### THE RECORDS

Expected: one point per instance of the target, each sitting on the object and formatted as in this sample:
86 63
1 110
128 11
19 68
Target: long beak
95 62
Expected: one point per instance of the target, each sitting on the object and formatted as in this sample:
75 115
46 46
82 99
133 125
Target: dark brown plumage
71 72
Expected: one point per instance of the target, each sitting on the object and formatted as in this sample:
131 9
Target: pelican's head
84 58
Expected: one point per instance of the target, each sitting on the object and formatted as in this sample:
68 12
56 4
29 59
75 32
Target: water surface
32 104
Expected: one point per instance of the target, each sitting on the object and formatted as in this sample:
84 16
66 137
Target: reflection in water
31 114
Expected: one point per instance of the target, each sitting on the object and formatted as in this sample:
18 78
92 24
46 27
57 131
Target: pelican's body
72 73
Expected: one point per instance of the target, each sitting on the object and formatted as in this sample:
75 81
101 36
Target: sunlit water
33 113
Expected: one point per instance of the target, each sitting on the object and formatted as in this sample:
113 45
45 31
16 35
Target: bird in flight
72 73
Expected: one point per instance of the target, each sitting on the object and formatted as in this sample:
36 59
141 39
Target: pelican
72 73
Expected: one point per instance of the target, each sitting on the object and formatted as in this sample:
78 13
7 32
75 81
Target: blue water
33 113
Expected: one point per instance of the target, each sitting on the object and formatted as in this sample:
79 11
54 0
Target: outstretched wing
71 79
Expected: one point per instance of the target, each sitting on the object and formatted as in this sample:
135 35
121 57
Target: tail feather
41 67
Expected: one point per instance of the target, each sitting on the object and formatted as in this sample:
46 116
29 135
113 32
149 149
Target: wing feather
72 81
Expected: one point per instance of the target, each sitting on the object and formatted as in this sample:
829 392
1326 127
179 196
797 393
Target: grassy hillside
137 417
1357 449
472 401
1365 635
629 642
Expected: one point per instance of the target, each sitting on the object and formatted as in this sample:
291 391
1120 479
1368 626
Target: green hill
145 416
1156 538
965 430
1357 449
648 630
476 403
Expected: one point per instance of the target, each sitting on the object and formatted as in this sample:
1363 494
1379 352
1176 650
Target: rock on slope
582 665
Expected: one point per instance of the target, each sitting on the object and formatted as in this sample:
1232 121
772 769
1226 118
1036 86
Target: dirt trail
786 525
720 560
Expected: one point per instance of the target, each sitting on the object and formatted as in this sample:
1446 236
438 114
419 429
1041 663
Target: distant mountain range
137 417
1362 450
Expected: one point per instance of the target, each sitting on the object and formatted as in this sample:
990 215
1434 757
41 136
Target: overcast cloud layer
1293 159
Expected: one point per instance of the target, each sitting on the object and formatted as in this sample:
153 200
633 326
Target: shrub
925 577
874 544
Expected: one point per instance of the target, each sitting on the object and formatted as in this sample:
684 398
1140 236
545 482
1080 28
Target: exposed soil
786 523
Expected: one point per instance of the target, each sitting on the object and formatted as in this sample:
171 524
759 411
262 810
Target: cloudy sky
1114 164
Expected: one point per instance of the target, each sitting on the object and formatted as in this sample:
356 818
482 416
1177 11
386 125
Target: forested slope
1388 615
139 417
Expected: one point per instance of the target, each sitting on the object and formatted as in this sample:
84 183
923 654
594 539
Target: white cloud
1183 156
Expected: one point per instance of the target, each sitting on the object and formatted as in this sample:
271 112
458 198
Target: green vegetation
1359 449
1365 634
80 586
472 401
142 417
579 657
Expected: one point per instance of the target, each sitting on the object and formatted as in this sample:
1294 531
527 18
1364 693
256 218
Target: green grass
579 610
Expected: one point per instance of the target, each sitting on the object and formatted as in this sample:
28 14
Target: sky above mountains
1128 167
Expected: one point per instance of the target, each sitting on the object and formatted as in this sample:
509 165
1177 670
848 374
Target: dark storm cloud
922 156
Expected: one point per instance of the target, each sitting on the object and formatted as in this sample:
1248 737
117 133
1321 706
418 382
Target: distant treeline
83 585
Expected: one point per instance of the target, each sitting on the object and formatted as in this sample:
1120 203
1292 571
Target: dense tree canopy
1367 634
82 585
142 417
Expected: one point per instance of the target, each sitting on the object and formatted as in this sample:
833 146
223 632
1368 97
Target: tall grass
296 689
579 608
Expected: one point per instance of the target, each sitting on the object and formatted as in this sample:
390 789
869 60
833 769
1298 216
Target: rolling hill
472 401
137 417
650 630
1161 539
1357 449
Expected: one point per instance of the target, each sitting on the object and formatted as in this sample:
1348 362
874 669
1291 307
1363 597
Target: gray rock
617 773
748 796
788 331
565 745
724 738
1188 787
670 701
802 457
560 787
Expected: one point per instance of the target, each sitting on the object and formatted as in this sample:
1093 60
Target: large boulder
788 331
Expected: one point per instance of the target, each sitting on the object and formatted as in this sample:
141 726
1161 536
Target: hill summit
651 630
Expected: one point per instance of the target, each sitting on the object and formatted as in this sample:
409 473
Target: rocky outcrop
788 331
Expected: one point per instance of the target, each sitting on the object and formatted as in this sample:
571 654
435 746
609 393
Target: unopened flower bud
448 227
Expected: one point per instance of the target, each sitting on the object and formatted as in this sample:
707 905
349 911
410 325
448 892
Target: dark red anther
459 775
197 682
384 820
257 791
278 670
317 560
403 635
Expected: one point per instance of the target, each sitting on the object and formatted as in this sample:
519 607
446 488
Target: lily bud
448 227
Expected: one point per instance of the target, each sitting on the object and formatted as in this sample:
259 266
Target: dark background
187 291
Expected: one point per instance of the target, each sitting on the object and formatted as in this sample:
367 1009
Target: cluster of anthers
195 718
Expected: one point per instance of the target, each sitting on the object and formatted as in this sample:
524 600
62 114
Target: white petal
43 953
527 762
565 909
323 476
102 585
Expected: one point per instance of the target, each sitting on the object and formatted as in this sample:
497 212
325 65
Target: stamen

### JOB
Make an exact copy of the data above.

### RESULT OF THIS TASK
Expected: one point per instance of the target, each sitting on the object and formatted as in this sample:
86 63
1 110
128 11
19 68
Target: long beak
95 62
Expected: one point per instance of the target, each sitting on the object and formatted as in this sample:
75 115
46 46
82 99
133 125
Target: dark brown plumage
71 72
Expected: one point per instance of the target, each sitting on the object and formatted as in this sample:
131 9
Target: pelican's head
84 58
Expected: one point per instance of the target, each sitting on the object and formatted as in this sample:
68 12
56 4
29 59
75 32
Target: water surface
32 104
Expected: one point per instance of the target, each sitting on the object and formatted as in this sample:
84 16
66 137
Target: reflection in water
31 114
Expected: one point per instance of the target, each sitting on the object and formatted as in this sample:
18 78
92 24
46 27
57 131
Target: pelican's body
72 73
Expected: one point per instance of the target, each sitting on the object and formatted as in this sample:
75 81
101 36
Target: sunlit water
33 113
Expected: one point per instance of the target, each sitting on the object and formatted as in this sample:
113 45
45 31
16 35
Target: bird in flight
72 73
Expected: one point per instance of the target, each sitting on the object and formatted as in this sample:
36 59
141 39
Target: pelican
72 73
Expected: one point per instance of the target, each sitting on the object and formatted as in this sample:
78 13
7 32
75 81
Target: blue water
33 113
Expected: one point per instance of the target, each sitting on the object and formatted as in this sample:
79 11
54 0
Target: outstretched wing
71 79
Expected: one point per instance of the target, each sitting on the object and formatted as in this sample:
135 35
121 57
Target: tail feather
41 67
Expected: one point per instance of the target, each sitting on the object and formatted as in this sample:
46 116
29 135
113 32
149 149
Target: wing feather
72 81
Expected: one point per instance of the target, each sitting on the object and formatted as in this sample:
829 392
1326 127
179 196
797 393
Target: grassy hillside
137 417
1357 449
472 401
1365 635
629 642
Expected: one point per instance of the target, each sitting on the object and formatted as in this sample:
291 391
1120 479
1368 626
Target: green hill
145 416
1156 538
965 430
1357 449
648 630
476 403
Expected: one point per instance of the target, each sitting on the object and formatted as in this sample:
1363 494
1379 352
1176 650
Target: rock on slope
582 665
Expected: one point per instance of the target, each sitting on the object and formatted as in this sample:
1232 121
772 769
1226 118
1036 86
Target: dirt trail
786 525
720 560
Expected: one point per instance of the target, each sitting on the object and formatted as in this sample:
1446 236
438 114
419 429
1041 663
Target: distant mountain range
137 417
1362 450
Expected: one point per instance of the target, each sitting on the object and formatted as in this sample:
990 215
1434 757
41 136
Target: overcast cloud layer
1293 159
Expected: one point per instance of the target, each sitting on the object and formatted as in this sample:
153 200
633 326
Target: shrub
925 577
874 544
Expected: one point per instance of the target, each sitting on the object and formatted as in this sample:
684 398
1140 236
545 482
1080 28
Target: exposed soil
786 523
Expected: one point per instance of the target, each sitting on the object and formatted as in this sample:
171 524
759 411
262 810
Target: cloudy sky
1114 164
Expected: one point per instance of the target, each sitting on the object and formatted as in this sample:
356 818
482 416
1177 11
386 125
Target: forested slope
1388 615
139 417
Expected: one point per instance of the target, each sitting on the object and formatted as in this sample:
84 183
923 654
594 539
Target: white cloud
1183 156
Expected: one point per instance of the target, each sitting on the object and formatted as in this sample:
271 112
458 198
Target: green vegetation
1359 449
1365 634
80 586
472 401
142 417
579 657
Expected: one point per instance of the target, each sitting on the object and formatted as in this sample:
1294 531
527 18
1364 693
256 218
Target: green grass
579 610
Expected: one point per instance of the target, each sitting on the object and formatted as in this sample:
28 14
Target: sky above mountains
1128 167
Expected: one point per instance of the target, each sitting on the object and formatted as in this sample:
509 165
1177 670
848 374
Target: dark storm cloud
922 156
Expected: one point per instance of the target, each sitting on the object and formatted as in this sample:
1248 737
117 133
1321 706
418 382
Target: distant treeline
83 585
Expected: one point per instance of the target, each sitting on the object and formatted as in this sample:
1120 203
1292 571
Target: dense tree canopy
1367 634
82 585
142 417
Expected: one point per instance of the target, each sitting on the object and formatted as in this sample:
833 146
223 632
1368 97
Target: tall grass
296 689
579 608
Expected: one point per instance of the target, each sitting on the object and formatted as in this sample:
390 789
869 60
833 769
1298 216
Target: rolling hill
472 401
137 417
650 630
1161 539
1357 449
Expected: one point per instance of the target, each sitting on the object and formatted as in this sample:
1348 362
874 669
1291 307
1363 597
Target: gray rock
617 773
748 796
788 331
565 745
724 738
1188 787
670 701
802 457
560 787
Expected: one point per instance of the target, each sitting on the object and formatted as in this sample:
1093 60
Target: large boulder
788 331
Expected: one point per instance of the target, each sitting on the object and formatted as in this sample:
141 726
1161 536
Target: hill summit
651 630
Expected: one point per instance of the target, each sitting on the object and formatted as in this sample:
409 473
Target: rocky outcrop
788 331
Expected: one point per instance of the target, each sitting on the object and formatted as in this sample:
571 654
435 746
609 393
Target: unopened flower bud
448 227
Expected: one point per instance of the target, each sitting on the object and formatted as in this sample:
707 905
349 911
410 325
448 892
Target: dark red anther
459 775
197 682
384 820
257 791
278 670
317 560
403 635
Expected: one point per instance of the target, each sitting on the object and formatted as in this sample:
519 607
446 488
Target: lily bud
448 227
Expected: one point per instance of the target, each sitting on the object and formatted as in this sample:
259 266
Target: dark background
187 291
Expected: one point per instance of the target, each sitting on the object and formatted as in this sample:
367 1009
Target: cluster of anthers
195 718
Expected: one point per instance of the target, each sitting on the object and formatted as in this sample:
524 600
62 114
Target: white petal
43 953
527 762
565 909
323 476
102 585
Expected: one point per instance of the target, each sitting on the object and formatted as in this sample:
497 212
325 65
Target: stamen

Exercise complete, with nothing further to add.